## Supplied text:

<<<<

Thank you Shabby and don’t be shabby and give anyone any money– esp people you are dating! Bad–
Sounds like we both should get the book, “Women Who Love Psycopaths”, but I am too afraid to read it!!!

Bless you– keep in touch please! Be strong.

shabby:
the ”trying to understand everything” is what will make you crazy crazy crazy. i am also that type. just give me ALL the information and THEN i will be able to get through.
problem is: there IS no understanding when it comes to what these sick freaks do. NOTHING can explain their behavior. and, unfortunately, it will NEVER be okay because a good, loving person can not have a healthy relationship with someone as sick as these folks. they are seriously mentally deranged in ways we (well, I anyway) will NEVER even begin to understand.
i know in my heart i did EVERYTHING right — i was loving, faithful, loyal, fun, helpful, generous, sexy, compassionate, giving, genuine — ON AND ON. problem is, they don’t even care about that stuff unless it nets them — money, a ‘win’, a possession, a leg-up, a ego-boast, a new toy — or whatever ELSE they want at the moment!
they are the dead-ends of the universe.
NO CONTACT is EVERYTHING. if we maintain NC … WE WIN … and ultimately renew contact with our own true selves.

akitameg,
Hang in there man! You are here for a reason. You are not crazy, even though you feel like you are right now. If he were the one for you, you would not be questioning yourself about it like this, not enough to wonder if he is a sociopath. Believe that there is better for you, please! Stay here, talk to us, don’t talk to him.

>>>>

## Actions to take:
a) According to the comments, what book should both writers get?
b) Please repeat word for word the part of the comments that opens with the words containing "i know in my" and closes with "talk to him.".

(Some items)

<<<<

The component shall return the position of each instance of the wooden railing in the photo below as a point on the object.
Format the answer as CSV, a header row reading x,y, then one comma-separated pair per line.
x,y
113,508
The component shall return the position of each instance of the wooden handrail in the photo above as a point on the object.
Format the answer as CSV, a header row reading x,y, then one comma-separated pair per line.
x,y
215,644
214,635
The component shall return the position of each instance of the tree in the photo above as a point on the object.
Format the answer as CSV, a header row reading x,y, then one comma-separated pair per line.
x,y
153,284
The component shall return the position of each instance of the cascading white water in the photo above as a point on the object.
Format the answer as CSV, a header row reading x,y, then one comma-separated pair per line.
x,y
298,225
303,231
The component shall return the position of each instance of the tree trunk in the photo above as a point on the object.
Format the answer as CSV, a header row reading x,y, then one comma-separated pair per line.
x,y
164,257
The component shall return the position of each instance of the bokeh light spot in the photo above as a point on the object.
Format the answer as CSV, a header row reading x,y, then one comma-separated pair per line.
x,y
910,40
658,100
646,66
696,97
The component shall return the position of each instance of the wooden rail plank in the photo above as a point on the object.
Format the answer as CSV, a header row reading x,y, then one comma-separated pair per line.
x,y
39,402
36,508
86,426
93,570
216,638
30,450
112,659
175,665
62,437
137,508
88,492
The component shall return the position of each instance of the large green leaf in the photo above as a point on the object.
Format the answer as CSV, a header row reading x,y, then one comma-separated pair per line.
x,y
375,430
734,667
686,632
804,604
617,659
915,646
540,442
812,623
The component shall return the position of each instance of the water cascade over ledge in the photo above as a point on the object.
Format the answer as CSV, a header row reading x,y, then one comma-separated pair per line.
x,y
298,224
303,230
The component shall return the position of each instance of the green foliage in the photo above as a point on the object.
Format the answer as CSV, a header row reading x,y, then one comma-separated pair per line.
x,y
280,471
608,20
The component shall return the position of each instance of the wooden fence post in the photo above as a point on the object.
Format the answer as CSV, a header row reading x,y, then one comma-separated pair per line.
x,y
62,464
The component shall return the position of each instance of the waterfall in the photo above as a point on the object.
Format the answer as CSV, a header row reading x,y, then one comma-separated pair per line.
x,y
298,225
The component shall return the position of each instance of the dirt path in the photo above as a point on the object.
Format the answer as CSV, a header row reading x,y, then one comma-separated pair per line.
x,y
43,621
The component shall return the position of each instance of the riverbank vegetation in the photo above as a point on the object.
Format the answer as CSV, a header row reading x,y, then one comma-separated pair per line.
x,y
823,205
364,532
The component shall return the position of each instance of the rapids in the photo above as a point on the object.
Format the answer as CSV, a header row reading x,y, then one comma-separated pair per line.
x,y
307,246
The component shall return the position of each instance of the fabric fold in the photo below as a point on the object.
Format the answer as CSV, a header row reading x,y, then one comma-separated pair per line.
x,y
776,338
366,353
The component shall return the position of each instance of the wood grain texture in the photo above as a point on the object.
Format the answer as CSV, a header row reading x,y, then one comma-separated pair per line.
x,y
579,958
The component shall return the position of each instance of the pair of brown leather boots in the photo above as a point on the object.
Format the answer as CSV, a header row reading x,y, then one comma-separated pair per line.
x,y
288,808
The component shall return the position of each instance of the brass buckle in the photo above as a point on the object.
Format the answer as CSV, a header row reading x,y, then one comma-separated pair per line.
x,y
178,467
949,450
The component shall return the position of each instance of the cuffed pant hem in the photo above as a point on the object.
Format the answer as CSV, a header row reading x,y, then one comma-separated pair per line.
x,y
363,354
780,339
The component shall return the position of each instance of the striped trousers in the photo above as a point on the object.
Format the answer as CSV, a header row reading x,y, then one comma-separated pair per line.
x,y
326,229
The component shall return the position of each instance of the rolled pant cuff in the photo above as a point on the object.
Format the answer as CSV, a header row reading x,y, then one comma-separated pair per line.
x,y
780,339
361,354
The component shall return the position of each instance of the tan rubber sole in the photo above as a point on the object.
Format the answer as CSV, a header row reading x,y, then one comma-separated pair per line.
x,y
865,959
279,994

>>>>

## Task responses:
a) “Women Who Love Psycopaths”

b)
i know in my heart i did EVERYTHING right — i was loving, faithful, loyal, fun, helpful, generous, sexy, compassionate, giving, genuine — ON AND ON. problem is, they don’t even care about that stuff unless it nets them — money, a ‘win’, a possession, a leg-up, a ego-boast, a new toy — or whatever ELSE they want at the moment!
they are the dead-ends of the universe.
NO CONTACT is EVERYTHING. if we maintain NC … WE WIN … and ultimately renew contact with our own true selves.

akitameg,
Hang in there man! You are here for a reason. You are not crazy, even though you feel like you are right now. If he were the one for you, you would not be questioning yourself about it like this, not enough to wonder if he is a sociopath. Believe that there is better for you, please! Stay here, talk to us, don’t talk to him.